*Directions for this task*.
Should the word "below" occur in a line of the records, copy that line.

=== Supplied information ===

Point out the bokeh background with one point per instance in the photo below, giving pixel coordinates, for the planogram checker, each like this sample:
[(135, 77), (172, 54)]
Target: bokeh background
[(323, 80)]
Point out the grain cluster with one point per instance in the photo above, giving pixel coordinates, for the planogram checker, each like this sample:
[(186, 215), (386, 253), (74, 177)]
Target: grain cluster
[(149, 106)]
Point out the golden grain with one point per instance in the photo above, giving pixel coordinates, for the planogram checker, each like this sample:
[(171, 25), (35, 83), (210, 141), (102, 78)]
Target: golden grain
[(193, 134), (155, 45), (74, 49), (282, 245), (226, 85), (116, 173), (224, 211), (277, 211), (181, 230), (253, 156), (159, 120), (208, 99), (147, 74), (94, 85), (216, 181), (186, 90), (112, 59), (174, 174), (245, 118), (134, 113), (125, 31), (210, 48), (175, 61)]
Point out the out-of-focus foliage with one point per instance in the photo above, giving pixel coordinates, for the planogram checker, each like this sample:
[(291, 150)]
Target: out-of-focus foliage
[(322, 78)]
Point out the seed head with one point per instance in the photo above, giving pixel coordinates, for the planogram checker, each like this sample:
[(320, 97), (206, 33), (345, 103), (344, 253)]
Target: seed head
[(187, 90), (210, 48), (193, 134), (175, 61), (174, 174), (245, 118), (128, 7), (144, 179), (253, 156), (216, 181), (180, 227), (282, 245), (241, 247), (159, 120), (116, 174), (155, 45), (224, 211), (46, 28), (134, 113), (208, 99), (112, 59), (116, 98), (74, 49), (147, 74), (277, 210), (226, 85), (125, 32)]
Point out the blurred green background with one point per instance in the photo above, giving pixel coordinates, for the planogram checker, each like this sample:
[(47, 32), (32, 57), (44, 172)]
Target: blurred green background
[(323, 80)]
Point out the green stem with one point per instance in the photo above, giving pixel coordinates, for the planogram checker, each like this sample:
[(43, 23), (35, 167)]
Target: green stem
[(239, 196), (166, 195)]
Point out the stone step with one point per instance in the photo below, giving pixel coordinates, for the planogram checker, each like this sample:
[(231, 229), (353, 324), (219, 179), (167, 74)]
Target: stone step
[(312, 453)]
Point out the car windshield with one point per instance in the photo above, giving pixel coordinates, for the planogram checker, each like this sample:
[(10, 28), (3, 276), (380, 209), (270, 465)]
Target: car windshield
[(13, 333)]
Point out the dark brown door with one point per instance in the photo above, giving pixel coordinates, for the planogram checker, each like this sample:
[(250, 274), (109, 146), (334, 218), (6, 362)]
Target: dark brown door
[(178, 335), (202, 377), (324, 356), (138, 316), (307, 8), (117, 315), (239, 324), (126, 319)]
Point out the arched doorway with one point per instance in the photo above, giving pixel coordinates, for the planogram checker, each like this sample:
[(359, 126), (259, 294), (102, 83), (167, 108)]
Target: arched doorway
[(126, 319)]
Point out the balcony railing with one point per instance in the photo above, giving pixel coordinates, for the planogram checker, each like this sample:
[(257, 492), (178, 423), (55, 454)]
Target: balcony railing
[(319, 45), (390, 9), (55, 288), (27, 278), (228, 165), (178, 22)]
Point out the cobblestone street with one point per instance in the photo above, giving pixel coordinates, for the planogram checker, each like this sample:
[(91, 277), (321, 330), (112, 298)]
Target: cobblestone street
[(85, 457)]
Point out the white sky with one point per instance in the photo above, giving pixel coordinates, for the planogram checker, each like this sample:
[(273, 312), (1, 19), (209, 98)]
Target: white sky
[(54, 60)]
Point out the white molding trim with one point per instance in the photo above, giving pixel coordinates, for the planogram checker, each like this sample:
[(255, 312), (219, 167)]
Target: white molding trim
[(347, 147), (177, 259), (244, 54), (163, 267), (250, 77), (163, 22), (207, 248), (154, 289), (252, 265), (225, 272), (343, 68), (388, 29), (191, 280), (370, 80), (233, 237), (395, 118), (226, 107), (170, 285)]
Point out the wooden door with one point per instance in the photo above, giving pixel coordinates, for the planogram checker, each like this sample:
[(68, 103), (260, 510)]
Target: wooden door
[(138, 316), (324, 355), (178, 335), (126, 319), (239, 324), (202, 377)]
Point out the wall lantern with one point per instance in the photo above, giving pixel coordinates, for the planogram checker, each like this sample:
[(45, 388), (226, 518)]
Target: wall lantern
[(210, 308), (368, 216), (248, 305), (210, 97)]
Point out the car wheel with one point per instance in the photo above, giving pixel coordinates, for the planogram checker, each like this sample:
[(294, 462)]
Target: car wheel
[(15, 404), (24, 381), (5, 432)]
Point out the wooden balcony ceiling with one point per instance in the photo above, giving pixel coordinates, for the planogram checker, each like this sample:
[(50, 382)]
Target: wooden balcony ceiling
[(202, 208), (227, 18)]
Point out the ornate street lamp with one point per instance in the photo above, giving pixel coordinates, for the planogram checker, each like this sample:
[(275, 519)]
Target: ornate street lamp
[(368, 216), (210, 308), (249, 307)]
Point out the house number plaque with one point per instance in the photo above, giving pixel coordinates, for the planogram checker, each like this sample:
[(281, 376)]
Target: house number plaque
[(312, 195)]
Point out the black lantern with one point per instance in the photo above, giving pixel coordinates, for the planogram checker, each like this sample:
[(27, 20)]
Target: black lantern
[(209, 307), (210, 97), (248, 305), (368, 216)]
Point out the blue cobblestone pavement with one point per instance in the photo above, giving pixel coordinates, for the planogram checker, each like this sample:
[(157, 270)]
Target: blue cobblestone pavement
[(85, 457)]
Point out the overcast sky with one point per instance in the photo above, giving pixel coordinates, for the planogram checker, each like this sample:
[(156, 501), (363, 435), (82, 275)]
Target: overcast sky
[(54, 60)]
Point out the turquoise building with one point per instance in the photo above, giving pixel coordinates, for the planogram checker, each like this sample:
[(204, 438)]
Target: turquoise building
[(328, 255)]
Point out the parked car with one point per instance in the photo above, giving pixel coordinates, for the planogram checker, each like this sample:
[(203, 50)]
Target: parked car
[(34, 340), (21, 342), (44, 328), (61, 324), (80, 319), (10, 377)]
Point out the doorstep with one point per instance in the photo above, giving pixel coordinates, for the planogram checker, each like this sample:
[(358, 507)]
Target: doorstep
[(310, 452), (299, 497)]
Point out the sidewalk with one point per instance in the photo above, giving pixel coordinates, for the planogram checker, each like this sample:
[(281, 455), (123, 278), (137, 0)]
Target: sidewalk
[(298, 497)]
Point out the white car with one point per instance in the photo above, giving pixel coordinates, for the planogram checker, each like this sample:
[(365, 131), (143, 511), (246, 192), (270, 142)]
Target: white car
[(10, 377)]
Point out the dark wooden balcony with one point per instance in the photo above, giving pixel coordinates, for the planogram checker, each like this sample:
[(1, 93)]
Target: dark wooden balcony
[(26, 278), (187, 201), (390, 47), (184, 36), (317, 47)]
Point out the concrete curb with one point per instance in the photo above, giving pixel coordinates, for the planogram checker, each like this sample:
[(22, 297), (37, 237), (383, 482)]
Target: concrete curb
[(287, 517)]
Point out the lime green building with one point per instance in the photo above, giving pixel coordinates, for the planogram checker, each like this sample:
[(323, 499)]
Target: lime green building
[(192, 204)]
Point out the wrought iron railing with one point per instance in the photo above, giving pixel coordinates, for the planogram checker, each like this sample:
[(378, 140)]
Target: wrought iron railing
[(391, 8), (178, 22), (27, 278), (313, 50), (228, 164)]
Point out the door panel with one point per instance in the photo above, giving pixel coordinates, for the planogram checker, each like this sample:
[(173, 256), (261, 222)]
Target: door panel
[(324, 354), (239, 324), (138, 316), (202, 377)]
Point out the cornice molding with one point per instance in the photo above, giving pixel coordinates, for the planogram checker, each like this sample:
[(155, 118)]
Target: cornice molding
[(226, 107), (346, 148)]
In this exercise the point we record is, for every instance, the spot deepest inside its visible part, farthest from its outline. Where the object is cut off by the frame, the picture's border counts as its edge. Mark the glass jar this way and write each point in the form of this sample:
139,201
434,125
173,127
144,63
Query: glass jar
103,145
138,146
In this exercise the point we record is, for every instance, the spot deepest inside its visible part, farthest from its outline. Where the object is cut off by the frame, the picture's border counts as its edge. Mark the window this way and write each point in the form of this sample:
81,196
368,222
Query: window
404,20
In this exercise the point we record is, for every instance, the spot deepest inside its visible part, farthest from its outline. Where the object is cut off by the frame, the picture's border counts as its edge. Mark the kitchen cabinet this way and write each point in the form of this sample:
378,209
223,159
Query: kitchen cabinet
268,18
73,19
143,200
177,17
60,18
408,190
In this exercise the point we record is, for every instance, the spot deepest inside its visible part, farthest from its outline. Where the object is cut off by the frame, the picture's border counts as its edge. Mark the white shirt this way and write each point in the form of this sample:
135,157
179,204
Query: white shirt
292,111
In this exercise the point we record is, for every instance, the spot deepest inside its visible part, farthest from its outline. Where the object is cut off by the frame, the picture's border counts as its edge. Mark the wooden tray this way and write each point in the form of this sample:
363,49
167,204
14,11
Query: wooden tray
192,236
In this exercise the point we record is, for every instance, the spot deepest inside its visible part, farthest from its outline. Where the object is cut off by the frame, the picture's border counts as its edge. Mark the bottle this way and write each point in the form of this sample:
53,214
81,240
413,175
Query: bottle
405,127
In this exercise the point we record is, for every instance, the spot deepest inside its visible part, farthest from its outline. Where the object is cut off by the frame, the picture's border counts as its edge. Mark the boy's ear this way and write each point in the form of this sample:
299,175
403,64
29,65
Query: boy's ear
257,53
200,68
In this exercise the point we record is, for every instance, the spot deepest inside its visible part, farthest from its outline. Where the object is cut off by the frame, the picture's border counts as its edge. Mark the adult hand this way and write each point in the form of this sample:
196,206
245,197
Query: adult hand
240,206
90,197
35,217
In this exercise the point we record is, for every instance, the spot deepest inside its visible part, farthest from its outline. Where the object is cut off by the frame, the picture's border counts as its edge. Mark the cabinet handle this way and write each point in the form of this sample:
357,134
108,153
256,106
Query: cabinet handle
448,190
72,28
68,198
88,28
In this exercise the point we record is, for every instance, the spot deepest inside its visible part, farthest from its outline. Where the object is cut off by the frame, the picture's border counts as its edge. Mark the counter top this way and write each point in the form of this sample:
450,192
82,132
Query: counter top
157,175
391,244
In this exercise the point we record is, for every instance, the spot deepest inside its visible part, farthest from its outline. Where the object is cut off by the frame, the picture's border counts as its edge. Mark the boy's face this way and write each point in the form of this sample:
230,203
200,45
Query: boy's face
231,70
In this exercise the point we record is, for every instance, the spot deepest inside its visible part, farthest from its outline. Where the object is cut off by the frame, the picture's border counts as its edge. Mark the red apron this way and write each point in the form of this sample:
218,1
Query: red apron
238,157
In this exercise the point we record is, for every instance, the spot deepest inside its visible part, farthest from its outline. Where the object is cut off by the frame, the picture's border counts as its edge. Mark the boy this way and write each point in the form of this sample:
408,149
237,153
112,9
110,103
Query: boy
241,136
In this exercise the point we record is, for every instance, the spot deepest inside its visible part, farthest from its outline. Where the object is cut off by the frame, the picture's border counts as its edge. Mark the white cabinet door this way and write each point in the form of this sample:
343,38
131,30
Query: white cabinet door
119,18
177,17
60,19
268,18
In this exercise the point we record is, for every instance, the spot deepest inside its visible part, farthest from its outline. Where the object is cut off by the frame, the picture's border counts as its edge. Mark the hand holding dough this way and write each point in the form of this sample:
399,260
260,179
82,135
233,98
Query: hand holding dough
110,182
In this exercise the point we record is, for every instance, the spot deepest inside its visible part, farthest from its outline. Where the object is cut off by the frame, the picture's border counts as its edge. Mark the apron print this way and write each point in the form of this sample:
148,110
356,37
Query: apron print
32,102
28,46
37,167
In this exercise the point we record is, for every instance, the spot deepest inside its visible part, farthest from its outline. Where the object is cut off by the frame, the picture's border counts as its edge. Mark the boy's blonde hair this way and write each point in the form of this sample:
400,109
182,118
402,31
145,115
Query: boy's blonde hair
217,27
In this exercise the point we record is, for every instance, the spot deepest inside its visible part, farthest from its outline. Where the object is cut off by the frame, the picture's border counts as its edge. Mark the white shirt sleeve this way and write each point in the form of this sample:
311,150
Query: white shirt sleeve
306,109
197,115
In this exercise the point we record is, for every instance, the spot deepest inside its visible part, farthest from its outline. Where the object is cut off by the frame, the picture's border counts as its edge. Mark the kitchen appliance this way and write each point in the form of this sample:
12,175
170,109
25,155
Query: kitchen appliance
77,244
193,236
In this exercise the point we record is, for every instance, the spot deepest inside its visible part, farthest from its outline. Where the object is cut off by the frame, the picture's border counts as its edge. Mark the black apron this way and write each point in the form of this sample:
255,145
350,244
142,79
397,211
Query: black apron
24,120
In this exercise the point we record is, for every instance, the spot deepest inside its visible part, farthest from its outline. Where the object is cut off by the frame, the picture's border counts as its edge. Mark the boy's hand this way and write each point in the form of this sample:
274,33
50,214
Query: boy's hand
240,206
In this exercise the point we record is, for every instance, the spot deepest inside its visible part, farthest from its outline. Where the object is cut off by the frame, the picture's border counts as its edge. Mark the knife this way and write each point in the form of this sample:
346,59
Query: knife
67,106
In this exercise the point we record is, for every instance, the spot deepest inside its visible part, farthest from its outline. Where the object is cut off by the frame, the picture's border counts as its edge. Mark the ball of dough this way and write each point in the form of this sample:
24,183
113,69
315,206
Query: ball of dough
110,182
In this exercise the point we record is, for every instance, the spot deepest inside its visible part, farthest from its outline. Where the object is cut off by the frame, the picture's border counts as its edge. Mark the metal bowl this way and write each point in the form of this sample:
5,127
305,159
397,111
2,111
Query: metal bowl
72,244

===

*Answer area*.
Point out the bokeh background with one point per instance in the photo below, giving pixel coordinates, for the planogram checker, each like this sample:
Point out the stone step with one point per instance in the photo below, giving pixel coordinates, for the planogram checker, each like this sample:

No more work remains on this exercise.